**Text segment:**

━━━━━━━━━━━━━━━━━━━━

Who decides the question of arbitrability? Court or arbitrator?
- General rule: Courts decide whether parties have agreed to arbitrate a specific dispute.
- Exception: Arbitrator gets to decide the issue if the arbitration agreement clearly says so.
But there's some confusion when the arbitration rules are the NASD rules and the underlying issue is Sarbanes-Oxley whistleblowing.
The facts in Alliance Bernstein Investment v. Schaffran (2nd Cir 04/12/2004): Schaffran claimed his employer fired him in violation of the Sarbanes-Oxley Act whistleblower provision. The employer said he quit. Schaffran filed a demand for arbitration under the NASD arbitration rules. The employer resisted. So Schaffran went to court to compel the employer to arbitrate.
The employer cited an NASD rule that says a statutory "employment discrimination" claim can be arbitrated only if both parties agree to arbitrate it.
Schaffran argued that his claim was not an "employment discrimination" claim and that it came under the NASD rule that requires arbitration of all disputes.
So somebody has to interpret the NASD rules to decide where Schaffran's claim fits. Does a court do this? Does an arbitrator do this?
The answer is easy. The NASD rules themselves say that it is for the arbitrator to "interpret and determine the applicability of all provisions" of the NASD rules.
The parties agreed to be bound by the rules. The rules say the arbitrator interprets the rules. So it's for the arbitrator to decide the question of whether this case comes under the rules' general requirement to arbitrate or whether there is an exception because it's an employment discrimination case.

━━━━━━━━━━━━━━━━━━━━

**Record set:**
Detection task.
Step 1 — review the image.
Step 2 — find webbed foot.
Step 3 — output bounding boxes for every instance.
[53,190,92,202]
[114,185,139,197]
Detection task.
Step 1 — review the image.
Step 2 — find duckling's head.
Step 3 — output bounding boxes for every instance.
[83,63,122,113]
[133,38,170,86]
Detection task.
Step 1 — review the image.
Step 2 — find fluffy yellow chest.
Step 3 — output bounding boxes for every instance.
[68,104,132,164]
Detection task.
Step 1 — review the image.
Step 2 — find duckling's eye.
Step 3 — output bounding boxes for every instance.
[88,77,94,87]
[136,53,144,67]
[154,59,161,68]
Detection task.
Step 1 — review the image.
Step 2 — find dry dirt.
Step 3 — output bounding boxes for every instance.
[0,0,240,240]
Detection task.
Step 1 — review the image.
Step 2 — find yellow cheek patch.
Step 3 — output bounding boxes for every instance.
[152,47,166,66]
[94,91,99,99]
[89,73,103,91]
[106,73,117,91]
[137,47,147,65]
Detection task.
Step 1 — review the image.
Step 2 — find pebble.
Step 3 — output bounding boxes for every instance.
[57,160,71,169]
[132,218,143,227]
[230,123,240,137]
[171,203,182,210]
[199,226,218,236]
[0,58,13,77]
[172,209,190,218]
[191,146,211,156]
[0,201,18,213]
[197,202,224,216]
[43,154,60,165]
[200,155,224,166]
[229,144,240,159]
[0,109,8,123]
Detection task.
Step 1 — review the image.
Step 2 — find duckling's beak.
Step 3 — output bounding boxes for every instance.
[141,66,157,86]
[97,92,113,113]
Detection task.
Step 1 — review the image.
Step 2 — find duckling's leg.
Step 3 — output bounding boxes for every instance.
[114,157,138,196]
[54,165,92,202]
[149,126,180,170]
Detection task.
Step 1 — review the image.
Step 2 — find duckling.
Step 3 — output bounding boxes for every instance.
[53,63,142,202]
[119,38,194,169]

━━━━━━━━━━━━━━━━━━━━

**The task:** From the text on arbitrability, extract word for word the part that begins with the words "So somebody has" and ends with "the NASD rules.".

**Expected answer:**
So somebody has to interpret the NASD rules to decide where Schaffran's claim fits. Does a court do this? Does an arbitrator do this?
The answer is easy. The NASD rules themselves say that it is for the arbitrator to "interpret and determine the applicability of all provisions" of the NASD rules.